Image point grounding data

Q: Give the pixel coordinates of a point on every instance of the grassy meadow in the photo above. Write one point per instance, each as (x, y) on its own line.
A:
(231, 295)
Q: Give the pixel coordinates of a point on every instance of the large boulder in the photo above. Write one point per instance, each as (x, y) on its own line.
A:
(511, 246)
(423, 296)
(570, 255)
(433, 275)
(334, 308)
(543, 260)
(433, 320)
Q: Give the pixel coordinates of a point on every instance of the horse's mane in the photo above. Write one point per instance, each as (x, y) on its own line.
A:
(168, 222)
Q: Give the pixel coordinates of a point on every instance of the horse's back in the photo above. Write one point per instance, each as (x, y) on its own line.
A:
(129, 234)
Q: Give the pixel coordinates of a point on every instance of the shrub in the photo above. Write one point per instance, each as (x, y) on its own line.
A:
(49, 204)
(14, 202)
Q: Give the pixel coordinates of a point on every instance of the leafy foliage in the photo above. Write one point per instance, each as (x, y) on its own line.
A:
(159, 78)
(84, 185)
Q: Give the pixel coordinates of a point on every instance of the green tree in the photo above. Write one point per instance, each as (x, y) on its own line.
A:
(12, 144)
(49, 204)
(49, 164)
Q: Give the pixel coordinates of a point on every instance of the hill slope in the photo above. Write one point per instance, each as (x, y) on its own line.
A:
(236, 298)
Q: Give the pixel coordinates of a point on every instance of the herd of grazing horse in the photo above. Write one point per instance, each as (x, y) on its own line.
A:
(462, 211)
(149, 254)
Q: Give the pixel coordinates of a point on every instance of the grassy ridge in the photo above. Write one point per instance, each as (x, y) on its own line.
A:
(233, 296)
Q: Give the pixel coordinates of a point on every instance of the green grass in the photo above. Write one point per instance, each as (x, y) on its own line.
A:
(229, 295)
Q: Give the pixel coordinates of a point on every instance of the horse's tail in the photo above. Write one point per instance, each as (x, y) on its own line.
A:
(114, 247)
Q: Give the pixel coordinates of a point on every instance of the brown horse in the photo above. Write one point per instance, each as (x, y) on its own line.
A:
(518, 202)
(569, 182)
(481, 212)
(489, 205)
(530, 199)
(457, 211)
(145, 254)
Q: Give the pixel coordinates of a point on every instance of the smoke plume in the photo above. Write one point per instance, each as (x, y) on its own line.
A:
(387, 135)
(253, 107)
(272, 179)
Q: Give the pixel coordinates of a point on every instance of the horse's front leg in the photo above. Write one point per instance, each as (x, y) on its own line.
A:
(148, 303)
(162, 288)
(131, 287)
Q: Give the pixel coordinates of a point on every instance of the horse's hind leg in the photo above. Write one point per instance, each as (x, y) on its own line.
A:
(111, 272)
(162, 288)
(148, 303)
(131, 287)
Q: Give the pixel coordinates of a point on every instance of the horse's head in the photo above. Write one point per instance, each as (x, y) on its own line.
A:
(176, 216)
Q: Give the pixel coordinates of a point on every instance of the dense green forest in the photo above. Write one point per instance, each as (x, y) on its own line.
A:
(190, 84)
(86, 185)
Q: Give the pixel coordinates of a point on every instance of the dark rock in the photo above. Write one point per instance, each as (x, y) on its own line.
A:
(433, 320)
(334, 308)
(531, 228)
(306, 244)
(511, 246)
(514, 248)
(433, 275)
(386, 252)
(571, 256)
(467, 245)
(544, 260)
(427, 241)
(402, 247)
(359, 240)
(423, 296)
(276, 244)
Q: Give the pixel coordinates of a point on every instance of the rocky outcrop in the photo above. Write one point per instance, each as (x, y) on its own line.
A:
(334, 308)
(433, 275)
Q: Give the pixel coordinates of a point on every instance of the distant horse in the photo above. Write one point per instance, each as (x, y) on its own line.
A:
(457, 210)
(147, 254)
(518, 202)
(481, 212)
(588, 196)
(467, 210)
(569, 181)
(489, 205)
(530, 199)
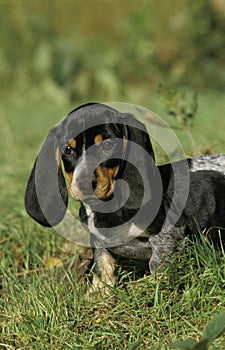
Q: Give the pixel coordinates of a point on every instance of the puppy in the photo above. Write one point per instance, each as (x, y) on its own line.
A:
(132, 208)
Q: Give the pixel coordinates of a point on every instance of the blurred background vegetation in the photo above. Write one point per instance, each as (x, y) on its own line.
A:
(110, 50)
(168, 56)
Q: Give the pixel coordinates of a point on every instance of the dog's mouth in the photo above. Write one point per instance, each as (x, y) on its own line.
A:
(91, 190)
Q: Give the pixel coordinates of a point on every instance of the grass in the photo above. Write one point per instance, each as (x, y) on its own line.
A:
(42, 303)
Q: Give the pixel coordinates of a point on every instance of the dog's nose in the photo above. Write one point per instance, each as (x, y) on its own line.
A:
(87, 184)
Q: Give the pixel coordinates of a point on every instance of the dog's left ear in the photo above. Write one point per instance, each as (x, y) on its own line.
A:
(46, 194)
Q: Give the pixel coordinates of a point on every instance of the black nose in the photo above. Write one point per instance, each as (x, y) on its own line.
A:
(87, 184)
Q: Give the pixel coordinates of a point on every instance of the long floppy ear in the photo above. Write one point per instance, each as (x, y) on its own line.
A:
(140, 169)
(46, 194)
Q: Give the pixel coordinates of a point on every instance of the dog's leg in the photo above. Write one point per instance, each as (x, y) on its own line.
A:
(104, 271)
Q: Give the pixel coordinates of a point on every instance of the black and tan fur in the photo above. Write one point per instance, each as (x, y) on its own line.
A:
(47, 196)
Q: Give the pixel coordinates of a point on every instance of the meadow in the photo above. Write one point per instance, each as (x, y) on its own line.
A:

_BRIEF_
Provide only the count of lines in the data above that include the string "nose".

_ANSWER FOR THIS EXERCISE_
2